* THE PROBLEM *
After locating the line that contains "point per instance: flower" in the following entries, reproduce it and each later line exactly, including the last.

* RECORDS FOR THE EXERCISE *
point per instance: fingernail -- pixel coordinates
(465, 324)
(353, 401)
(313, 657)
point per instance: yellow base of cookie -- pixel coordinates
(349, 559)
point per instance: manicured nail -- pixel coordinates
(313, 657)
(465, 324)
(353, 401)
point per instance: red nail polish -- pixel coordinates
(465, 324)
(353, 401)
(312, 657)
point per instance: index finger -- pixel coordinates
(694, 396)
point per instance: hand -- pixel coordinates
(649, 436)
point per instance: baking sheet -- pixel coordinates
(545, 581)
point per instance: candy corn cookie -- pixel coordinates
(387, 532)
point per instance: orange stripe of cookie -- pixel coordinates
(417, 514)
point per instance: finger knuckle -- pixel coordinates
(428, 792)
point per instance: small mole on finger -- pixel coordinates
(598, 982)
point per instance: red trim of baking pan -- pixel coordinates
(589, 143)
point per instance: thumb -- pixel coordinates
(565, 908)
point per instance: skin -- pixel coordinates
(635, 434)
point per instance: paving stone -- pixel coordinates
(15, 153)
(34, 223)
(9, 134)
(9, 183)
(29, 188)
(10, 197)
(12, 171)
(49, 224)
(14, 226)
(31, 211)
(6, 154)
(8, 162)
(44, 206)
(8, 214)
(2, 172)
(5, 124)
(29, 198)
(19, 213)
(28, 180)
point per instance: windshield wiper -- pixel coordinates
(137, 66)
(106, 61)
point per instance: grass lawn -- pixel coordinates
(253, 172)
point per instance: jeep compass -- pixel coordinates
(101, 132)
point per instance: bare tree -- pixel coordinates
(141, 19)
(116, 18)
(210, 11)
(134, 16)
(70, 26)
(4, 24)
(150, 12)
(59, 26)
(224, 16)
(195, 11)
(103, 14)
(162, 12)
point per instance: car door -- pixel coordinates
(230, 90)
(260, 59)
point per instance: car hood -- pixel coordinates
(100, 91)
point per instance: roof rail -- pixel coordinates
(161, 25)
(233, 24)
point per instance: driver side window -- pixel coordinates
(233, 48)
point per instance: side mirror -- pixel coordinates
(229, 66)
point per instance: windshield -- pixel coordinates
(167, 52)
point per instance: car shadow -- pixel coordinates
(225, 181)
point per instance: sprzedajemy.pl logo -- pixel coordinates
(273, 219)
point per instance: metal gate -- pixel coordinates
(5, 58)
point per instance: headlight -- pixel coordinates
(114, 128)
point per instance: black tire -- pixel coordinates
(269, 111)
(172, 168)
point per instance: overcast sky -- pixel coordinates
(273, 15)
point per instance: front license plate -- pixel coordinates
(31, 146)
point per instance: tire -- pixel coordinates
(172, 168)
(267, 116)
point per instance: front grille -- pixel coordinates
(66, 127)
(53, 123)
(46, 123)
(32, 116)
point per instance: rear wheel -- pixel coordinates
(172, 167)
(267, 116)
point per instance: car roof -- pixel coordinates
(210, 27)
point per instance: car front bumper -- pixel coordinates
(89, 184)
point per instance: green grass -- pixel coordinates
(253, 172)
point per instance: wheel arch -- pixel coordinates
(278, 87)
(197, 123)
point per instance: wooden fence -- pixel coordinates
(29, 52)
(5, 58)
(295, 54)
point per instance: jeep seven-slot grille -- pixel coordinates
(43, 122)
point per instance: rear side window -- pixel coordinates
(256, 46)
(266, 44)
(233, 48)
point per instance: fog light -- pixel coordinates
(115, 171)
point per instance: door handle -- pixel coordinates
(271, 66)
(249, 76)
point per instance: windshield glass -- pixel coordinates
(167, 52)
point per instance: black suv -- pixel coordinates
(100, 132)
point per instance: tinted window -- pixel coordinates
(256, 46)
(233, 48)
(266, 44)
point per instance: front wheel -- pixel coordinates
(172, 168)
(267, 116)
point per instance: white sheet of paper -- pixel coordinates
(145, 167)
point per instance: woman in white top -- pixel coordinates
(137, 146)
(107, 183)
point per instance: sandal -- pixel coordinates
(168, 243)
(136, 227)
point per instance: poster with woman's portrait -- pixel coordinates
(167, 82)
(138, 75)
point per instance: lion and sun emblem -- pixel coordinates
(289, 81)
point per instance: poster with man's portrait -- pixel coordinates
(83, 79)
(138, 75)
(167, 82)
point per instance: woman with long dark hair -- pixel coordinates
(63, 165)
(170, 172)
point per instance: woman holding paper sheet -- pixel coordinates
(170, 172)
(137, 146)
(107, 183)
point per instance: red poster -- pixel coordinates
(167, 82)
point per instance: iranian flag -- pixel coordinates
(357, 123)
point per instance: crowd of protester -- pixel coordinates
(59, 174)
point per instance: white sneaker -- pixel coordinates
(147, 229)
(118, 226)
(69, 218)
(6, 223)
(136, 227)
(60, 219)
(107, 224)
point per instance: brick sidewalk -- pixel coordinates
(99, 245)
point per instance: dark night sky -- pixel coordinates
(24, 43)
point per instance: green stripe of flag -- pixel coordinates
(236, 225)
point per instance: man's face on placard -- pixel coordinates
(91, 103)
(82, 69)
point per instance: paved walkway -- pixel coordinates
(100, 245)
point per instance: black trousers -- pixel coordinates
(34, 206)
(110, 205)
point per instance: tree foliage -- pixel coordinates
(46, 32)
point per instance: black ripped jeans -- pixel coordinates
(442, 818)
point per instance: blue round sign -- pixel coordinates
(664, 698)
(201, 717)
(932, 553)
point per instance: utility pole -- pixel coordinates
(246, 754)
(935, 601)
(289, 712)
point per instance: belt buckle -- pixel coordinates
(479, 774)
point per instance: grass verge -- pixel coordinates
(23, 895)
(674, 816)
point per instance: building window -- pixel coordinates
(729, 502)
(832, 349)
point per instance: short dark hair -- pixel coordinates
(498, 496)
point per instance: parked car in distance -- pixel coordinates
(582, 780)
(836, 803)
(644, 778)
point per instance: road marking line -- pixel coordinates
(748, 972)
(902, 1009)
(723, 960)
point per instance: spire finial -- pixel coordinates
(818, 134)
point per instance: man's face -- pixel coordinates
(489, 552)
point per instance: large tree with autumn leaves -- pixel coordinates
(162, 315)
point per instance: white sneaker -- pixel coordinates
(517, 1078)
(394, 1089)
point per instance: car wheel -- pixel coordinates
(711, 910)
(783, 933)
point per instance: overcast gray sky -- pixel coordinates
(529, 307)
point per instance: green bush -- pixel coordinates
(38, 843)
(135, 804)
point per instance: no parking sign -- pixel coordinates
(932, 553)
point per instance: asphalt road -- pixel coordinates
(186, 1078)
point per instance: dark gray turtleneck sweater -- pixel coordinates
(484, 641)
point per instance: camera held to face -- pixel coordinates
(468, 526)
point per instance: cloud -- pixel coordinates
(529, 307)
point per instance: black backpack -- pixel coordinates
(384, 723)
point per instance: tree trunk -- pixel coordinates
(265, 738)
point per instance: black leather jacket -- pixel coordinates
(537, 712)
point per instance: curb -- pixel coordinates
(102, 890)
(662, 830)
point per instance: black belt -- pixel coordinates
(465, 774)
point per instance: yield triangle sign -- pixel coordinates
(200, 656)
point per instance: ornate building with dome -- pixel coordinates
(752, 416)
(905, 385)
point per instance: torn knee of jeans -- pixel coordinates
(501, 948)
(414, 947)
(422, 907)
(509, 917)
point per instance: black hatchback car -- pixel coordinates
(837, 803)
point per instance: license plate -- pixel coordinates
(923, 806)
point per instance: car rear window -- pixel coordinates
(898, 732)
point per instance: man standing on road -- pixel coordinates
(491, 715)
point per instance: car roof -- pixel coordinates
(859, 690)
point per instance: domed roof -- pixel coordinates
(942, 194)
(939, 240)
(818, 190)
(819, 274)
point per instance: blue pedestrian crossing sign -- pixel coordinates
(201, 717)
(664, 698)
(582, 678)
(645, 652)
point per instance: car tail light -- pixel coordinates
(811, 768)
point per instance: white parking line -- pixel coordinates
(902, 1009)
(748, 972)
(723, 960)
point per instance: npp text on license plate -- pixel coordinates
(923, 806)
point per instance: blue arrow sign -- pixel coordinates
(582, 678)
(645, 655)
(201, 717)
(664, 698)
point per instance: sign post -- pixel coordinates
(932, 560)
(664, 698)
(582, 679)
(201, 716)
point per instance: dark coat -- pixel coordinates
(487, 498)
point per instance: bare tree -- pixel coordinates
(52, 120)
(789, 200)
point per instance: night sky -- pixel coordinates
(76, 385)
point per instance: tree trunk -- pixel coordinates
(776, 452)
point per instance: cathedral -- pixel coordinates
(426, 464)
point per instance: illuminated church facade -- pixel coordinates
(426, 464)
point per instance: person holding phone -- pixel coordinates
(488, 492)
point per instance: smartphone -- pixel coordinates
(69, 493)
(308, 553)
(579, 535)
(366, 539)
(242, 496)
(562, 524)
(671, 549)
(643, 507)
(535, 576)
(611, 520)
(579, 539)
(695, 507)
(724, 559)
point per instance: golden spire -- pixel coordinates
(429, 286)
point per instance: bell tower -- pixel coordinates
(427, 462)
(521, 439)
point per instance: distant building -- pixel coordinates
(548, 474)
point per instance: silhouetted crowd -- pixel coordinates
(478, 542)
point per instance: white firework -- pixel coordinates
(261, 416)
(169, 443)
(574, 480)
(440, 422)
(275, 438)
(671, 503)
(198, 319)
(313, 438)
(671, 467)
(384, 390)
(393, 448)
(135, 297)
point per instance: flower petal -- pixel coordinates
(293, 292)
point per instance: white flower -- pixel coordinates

* RESULT FOR THIS TASK *
point per instance: flower petal -- pixel coordinates
(293, 292)
point per instance: white flower -- pixel coordinates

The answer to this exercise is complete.